Record set -

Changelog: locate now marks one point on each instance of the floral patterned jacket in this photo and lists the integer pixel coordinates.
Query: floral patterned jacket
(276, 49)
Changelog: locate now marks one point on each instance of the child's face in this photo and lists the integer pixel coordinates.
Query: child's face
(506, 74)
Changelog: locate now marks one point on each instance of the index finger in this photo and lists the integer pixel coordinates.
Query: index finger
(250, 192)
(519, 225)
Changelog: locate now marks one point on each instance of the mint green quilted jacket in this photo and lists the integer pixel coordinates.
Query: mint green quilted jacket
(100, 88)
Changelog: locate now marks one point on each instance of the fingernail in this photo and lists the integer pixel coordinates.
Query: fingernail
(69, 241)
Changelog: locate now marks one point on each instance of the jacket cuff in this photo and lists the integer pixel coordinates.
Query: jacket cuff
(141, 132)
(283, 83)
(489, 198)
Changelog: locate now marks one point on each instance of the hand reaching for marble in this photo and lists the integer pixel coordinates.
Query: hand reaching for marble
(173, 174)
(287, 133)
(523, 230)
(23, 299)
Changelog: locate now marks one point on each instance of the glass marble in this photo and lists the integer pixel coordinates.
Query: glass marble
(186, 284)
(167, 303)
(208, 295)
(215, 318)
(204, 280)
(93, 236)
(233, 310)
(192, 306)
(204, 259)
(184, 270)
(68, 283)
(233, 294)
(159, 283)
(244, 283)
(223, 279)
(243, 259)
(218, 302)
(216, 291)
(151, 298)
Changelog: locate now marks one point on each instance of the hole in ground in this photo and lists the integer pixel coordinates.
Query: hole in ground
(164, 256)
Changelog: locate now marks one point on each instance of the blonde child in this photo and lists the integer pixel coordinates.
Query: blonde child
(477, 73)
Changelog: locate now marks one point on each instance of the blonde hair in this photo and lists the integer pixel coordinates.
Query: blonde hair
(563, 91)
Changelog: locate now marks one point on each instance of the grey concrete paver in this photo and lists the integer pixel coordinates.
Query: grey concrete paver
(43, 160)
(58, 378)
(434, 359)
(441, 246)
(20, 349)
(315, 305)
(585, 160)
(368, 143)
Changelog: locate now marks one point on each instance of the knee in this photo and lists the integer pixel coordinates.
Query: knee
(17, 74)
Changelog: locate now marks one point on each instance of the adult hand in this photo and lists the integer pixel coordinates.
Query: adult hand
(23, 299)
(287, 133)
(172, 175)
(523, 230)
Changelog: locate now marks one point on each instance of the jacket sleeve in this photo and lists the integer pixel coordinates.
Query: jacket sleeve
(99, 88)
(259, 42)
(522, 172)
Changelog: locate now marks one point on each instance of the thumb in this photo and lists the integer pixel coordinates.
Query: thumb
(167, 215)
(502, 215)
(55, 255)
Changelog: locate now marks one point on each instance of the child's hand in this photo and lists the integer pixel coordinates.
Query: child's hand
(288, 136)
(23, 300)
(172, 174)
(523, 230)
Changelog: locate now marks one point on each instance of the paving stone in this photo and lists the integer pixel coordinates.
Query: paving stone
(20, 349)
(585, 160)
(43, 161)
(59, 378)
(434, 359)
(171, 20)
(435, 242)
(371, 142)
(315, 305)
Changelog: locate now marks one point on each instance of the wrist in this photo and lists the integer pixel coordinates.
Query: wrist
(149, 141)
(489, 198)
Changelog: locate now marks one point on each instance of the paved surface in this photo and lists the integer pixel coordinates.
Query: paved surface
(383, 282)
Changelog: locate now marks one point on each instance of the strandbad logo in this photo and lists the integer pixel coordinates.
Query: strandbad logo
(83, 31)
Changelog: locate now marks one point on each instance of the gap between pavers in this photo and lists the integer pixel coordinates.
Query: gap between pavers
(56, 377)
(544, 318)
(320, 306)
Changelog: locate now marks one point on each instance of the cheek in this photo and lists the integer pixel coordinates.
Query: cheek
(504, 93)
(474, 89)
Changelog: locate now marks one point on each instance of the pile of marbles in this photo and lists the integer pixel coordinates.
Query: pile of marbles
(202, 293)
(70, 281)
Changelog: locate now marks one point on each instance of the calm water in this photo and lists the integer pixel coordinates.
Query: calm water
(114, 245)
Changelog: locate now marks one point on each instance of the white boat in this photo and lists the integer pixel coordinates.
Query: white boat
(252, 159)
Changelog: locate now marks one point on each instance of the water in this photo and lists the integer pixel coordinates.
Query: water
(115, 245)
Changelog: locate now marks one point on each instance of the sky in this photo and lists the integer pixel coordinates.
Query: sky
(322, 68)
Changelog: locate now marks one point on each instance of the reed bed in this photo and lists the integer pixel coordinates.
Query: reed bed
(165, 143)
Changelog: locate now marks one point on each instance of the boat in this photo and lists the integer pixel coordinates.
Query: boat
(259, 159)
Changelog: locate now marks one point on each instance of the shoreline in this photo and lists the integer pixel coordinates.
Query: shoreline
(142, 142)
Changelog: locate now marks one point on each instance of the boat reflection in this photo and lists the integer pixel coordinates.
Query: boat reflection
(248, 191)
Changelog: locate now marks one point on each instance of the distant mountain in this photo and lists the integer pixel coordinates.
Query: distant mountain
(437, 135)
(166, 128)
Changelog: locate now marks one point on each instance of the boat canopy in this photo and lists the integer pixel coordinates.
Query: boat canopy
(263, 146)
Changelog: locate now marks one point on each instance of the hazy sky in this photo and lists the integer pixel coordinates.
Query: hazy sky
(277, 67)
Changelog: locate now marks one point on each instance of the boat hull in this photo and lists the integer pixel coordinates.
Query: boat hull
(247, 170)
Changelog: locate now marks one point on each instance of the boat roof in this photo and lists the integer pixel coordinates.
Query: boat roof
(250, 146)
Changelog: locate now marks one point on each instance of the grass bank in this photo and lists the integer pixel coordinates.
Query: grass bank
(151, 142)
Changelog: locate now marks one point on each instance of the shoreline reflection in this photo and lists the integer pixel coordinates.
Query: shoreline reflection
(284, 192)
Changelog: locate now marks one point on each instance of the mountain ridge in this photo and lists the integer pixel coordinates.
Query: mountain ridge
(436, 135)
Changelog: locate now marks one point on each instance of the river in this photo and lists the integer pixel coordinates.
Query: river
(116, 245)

Exercise directions -
Write the material out again in its entirety, exactly as shown.

Exercise response -
Changelog: locate now marks one point on each instance of the floral patterned jacket in this photo and lists the integer pixel coordinates.
Query: floral patterned jacket
(276, 49)
Changelog: locate now marks one point on each instance of the child's face in this photo and lists the integer pixel coordinates.
Query: child's face
(506, 74)
Changelog: locate now marks one point on each instance of the index finger in this photo and lists the integer pixel coordinates.
Query: index finger
(250, 192)
(519, 225)
Changelog: locate now marks one point on each instance of the mint green quilted jacket in this photo and lists the integer pixel coordinates.
Query: mint green quilted jacket
(100, 88)
Changelog: locate now marks one point on each instance of the fingernail in this photo and lists the integer pixel coordinates.
Query: fingernail
(69, 241)
Changelog: locate now marks one point on each instance of the jacket cuff in this photo and lists the integer pixel coordinates.
Query: jacket cuff
(141, 132)
(283, 83)
(489, 198)
Changelog: locate now marks one point on each instance of the hand reaching for marble in this photo and lists the integer pixel coordinates.
Query: hand reaching for marble
(173, 174)
(287, 133)
(523, 230)
(23, 299)
Changelog: locate now marks one point on each instance of the glass marble in this photo and lists the integer pixel coordinates.
Query: glass marble
(186, 284)
(167, 303)
(208, 295)
(215, 318)
(204, 280)
(93, 236)
(233, 310)
(192, 306)
(204, 259)
(184, 270)
(68, 283)
(233, 294)
(159, 283)
(244, 283)
(223, 279)
(243, 259)
(218, 302)
(216, 291)
(151, 298)
Changelog: locate now marks one point on each instance of the hole in ground in this photo and lists the integer pixel coordinates.
Query: hole in ground
(164, 256)
Changelog: locate now marks one point on each instance of the blonde child in this photo and lists the integer pixel coordinates.
Query: blonde child
(477, 73)
Changelog: locate now marks one point on each instance of the blonde hair in this photo and lists the integer pixel coordinates.
Query: blonde hair
(563, 91)
Changelog: locate now marks one point on each instance of the grey concrete paver in this photo and lists the integer pixel coordinates.
Query: grey concrete paver
(43, 160)
(58, 378)
(434, 359)
(441, 246)
(20, 349)
(315, 305)
(585, 160)
(368, 143)
Changelog: locate now marks one point on each instance of the knee in this photo and lists the integer pixel coordinates.
Query: knee
(17, 74)
Changelog: locate now marks one point on each instance of the adult hand in this photo and lists the integer pixel coordinates.
Query: adult hand
(23, 299)
(287, 133)
(172, 175)
(523, 230)
Changelog: locate now marks one point on each instance of the jacket sleeve in this photo and lists the integer pixel coordinates.
Query: jacket sleeve
(99, 88)
(259, 42)
(522, 172)
Changelog: locate now marks one point on each instance of the thumb in this photo and lists the integer pixel coordinates.
Query: thumb
(167, 215)
(502, 215)
(55, 255)
Changelog: locate now marks one point on each instance of the child's hand in this photo and lists the integer pixel coordinates.
Query: child's hand
(288, 136)
(23, 300)
(172, 174)
(523, 230)
Changelog: locate now marks one point on each instance of the paving stone in this photo and lists the integer pixel coordinates.
Query: paving stone
(20, 349)
(585, 160)
(43, 161)
(59, 378)
(434, 359)
(171, 20)
(435, 242)
(371, 142)
(315, 305)
Changelog: locate now marks one point on each instance of the wrist in this photo and lists the integer pixel coordinates.
Query: wrist
(149, 141)
(489, 198)
Changelog: locate now marks one point on each instance of the paved surface in this photo and lists the integer pixel coordinates.
Query: paved surface
(383, 282)
Changelog: locate now marks one point on each instance of the strandbad logo in this photo and lists the integer pixel coordinates.
Query: strandbad logo
(83, 31)
Changelog: locate now marks one point on each instance of the gap between pavers in this photo and lists the integer pixel coordinates.
Query: gap between pavers
(56, 377)
(544, 318)
(320, 306)
Changelog: locate now marks one point on each instance of the cheek in this photo and lists the integer pixel coordinates.
Query: cheek
(504, 93)
(474, 89)
Changelog: locate now marks one point on each instance of the pile of marbles in this photo and lists the integer pixel coordinates.
Query: pile of marbles
(202, 293)
(70, 281)
Changelog: locate now marks one point on each instance of the calm water in this photo and lists the integer pixel coordinates.
Query: calm water
(114, 245)
Changelog: locate now marks one point on each instance of the white boat in this photo and lists the integer pixel coordinates.
Query: white boat
(252, 159)
Changelog: locate now marks one point on each instance of the water in this photo and lists the integer pixel coordinates.
Query: water
(115, 245)
Changelog: locate now marks one point on each instance of the sky in this photo and lists the integer pixel coordinates.
Query: sky
(322, 68)
Changelog: locate now marks one point on each instance of the reed bed in this photo and lists the integer pixel coordinates.
Query: reed bed
(165, 143)
Changelog: locate now marks one point on each instance of the boat in this photo and lists the integer pixel coordinates.
Query: boat
(259, 159)
Changelog: locate now marks one point on each instance of the shoreline in this photo and lists the integer pixel coordinates.
Query: shoreline
(142, 142)
Changelog: locate now marks one point on each instance of the boat reflection in this photo and lists the integer pixel coordinates.
Query: boat reflection
(248, 191)
Changelog: locate now marks one point on each instance of the distant mountain in this photo and lists the integer pixel coordinates.
Query: distant mountain
(437, 135)
(166, 128)
Changelog: locate now marks one point on each instance of the boat canopy in this photo and lists the integer pixel coordinates.
Query: boat canopy
(263, 146)
Changelog: locate now marks one point on each instance of the hazy sky in this photo and lists the integer pixel coordinates.
Query: hazy sky
(277, 67)
Changelog: locate now marks one point on each instance of the boat hull in this photo and lists the integer pixel coordinates.
Query: boat hull
(247, 170)
Changelog: locate now marks one point on each instance of the boat roof in this photo and lists the integer pixel coordinates.
Query: boat roof
(250, 146)
Changelog: locate now marks one point on each instance of the grass bank in this photo and lists the integer pixel coordinates.
Query: grass bank
(151, 142)
Changelog: locate now marks one point on each instance of the shoreline reflection in this photo and lists the integer pixel coordinates.
Query: shoreline reflection
(284, 192)
Changelog: locate now marks one point on each instance of the mountain ridge in this photo and lists the integer pixel coordinates.
Query: mountain ridge
(436, 135)
Changelog: locate now marks one point on each instance of the river in this photo and lists the integer pixel coordinates.
Query: river
(116, 245)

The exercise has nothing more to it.